**** Extract to read ****

Major efforts have been made to prevent illegal fishing in the country over the years with the implementation of the Vehicle Monitoring System (VMS) as a monitoring, control and surveillance system to trace the activities of licensed fishing vessels in Namibia.
Recently, two hundred illegal foreign fishermen were also arrested in a seek and arrest operation, a joint operation by the police, the Ministry of Fisheries and Marine Resources and the two departments of immigration and customs.
According to the Deputy Director for the directorate of Maritime Affairs in the Ministry of Works and Transport, Patrick Silishebo, “Before a vessel is allowed to be on the sea waters the department of maritime affairs first conducts a full survey where we check everything on the vessel according to our check-list.”                                                                                                                            
 Some of the things included in the check-list according to Silishebo include the vessel’s communication system, life serving equipment, fire system, first aid kit, anchor, transistor radio, life jackets for all crew members and the engine of a vessel and or propulsion system.
“Once we are satisfied, a vessel is given a safety certificate valid for 12 months.
After that, a vessel has to go through the dry dock where we check the underwater body of the vessel to determine the fitness of the vessel and to check if the thickness is still in good position as the vessel travels under water thus the sea water may eat the metal,” he said.

Dry docking is a term used for repairs or when a ship is taken to the service yard.
During dry docking, the whole ship is brought to a dry land so that the submerged portions of the hull can be cleaned or inspected.
When the vessel is now in the waters, Silishebo said his directorate conducts random inspections and flag state control inspection, in order to certify the ship’s equipment and crew and to make sure the vessel is operating according to their expectation.
“This is done because the vessel owners may go on to do what they want after being granted permission to operate in the sea waters.
Sometimes vessel owners borrow equipment from others just to go for inspection and meet the requirements in order to get a safety certificate and then they return the equipment and operate without enough equipment, which is very risky,” said Silishebo.
In order to deal with this problem, Silishebo said the Ministry of Works and Transport, through the department of Maritime Affairs, require every vessel’s equipment to be marked with its name.
The department of maritime is also responsible for the registration of a vessels so as to check the sea worthiness of the vessels upon which they will have conducted random surveys of the vessel as well.
“We have a check-list for the purpose of registration so as to ensure that a vessel registered is readily operational for it to be registered. The certificate of registry is only issued once,” concluded Silishebo.

****

### Directive 1
Could you copy, character for character, the rows below the article on vessel inspection, covering the stretch from the start of the rows through the line containing "0H540L510 12L514 104L682"?

**** Records shown ****

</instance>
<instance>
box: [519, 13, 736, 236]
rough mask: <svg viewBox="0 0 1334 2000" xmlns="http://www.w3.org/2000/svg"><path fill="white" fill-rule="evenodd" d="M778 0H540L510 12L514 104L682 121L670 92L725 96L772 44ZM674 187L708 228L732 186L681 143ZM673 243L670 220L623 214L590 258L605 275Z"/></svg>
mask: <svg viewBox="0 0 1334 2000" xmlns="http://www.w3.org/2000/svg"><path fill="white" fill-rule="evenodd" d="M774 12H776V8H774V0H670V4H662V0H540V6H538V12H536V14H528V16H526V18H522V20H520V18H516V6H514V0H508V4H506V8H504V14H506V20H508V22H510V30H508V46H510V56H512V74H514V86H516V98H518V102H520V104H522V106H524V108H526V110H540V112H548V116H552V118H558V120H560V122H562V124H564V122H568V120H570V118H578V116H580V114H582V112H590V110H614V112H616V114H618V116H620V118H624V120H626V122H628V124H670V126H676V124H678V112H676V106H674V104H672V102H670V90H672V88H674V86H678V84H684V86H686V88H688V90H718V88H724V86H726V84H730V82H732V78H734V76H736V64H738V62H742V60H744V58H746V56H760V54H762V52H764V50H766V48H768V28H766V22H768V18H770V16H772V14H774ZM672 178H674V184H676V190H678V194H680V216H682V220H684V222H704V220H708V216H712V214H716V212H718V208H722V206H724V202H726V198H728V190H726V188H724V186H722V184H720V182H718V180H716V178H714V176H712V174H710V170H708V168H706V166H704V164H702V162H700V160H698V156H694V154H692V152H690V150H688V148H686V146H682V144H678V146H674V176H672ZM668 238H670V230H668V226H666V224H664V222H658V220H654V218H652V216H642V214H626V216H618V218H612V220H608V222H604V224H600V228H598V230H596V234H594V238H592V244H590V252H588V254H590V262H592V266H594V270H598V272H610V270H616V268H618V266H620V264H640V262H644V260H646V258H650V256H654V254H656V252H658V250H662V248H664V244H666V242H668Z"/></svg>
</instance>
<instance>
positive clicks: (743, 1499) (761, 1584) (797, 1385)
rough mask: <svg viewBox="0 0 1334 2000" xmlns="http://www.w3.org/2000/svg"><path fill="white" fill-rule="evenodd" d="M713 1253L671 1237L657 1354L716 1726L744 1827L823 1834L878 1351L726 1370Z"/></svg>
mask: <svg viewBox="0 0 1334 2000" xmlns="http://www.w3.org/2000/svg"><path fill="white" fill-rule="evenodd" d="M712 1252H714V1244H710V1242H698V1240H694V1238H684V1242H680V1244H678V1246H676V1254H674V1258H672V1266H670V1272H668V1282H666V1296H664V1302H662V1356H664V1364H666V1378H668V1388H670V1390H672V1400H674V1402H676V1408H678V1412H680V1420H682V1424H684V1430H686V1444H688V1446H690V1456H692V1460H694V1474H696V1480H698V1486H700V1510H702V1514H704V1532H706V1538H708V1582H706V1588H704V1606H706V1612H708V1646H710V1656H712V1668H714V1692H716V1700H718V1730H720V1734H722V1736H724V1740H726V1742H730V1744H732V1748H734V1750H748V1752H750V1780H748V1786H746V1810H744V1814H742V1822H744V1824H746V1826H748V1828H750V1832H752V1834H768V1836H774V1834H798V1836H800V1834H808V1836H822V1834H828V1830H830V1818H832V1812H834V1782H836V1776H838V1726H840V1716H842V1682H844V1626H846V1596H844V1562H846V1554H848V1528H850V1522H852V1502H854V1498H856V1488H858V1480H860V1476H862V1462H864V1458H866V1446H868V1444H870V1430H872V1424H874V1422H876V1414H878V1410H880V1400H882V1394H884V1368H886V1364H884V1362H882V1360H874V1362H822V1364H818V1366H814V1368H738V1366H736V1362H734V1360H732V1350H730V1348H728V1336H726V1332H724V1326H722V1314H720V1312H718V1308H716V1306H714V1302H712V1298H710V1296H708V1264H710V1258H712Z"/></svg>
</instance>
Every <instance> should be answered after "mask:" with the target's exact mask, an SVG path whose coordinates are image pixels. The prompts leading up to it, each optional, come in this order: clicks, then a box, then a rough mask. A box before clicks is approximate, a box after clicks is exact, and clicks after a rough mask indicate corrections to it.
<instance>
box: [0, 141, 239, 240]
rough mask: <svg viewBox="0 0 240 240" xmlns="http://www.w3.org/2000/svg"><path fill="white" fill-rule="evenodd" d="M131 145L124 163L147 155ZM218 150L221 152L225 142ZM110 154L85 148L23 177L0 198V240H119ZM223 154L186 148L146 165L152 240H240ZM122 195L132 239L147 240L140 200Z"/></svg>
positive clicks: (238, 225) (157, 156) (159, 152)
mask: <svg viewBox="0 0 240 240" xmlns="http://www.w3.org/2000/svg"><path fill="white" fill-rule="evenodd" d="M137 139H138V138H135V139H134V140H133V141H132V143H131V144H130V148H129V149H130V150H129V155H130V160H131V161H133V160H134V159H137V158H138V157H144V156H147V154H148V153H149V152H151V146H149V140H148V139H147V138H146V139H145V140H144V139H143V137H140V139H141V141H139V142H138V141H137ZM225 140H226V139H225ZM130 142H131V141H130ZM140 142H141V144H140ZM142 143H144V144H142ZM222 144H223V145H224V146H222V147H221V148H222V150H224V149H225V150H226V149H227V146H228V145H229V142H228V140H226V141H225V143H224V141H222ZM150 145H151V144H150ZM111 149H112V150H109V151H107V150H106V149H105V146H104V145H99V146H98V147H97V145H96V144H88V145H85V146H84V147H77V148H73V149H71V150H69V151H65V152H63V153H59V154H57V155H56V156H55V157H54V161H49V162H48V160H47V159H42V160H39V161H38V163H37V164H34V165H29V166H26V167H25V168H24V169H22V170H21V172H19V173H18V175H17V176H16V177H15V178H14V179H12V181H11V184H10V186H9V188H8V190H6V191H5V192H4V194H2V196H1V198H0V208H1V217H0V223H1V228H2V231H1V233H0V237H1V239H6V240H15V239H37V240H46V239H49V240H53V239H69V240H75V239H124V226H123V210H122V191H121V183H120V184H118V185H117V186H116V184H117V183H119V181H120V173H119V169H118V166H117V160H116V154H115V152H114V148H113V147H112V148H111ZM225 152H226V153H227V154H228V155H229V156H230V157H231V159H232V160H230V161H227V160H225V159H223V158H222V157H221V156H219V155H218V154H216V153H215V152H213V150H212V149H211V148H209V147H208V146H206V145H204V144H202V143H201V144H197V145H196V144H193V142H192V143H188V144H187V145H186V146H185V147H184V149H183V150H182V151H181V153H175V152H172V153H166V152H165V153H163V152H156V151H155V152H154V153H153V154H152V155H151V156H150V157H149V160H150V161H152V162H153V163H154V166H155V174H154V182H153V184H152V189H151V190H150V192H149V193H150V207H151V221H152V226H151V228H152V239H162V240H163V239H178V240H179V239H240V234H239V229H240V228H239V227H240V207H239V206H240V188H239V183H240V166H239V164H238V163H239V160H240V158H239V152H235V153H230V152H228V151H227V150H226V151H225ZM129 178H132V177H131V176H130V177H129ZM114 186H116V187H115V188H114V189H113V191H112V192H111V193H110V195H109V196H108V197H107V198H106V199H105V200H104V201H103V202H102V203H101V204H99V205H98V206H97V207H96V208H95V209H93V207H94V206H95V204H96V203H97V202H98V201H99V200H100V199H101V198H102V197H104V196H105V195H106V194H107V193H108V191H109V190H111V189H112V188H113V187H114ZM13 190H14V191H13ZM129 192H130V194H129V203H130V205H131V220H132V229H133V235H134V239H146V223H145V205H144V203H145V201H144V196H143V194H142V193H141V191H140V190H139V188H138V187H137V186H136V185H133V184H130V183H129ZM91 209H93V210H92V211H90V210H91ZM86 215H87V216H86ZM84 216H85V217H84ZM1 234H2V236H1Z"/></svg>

****

### Directive 2
In the article on vessel inspection:
(a) How many illegal foreign fishermen were arrested in the seek and arrest operation?
(b) For how long is a vessel's safety certificate valid?
(c) What must every vessel's equipment be marked with?

### Response box 1
</instance>
<instance>
box: [519, 13, 736, 236]
rough mask: <svg viewBox="0 0 1334 2000" xmlns="http://www.w3.org/2000/svg"><path fill="white" fill-rule="evenodd" d="M778 0H540L510 12L514 104L682 121L670 92L725 96L772 44ZM674 187L708 228L732 186L681 143ZM673 243L670 220L623 214L590 258L605 275Z"/></svg>

### Response box 2
(a) Two hundred.
(b) 12 months.
(c) The vessel's name.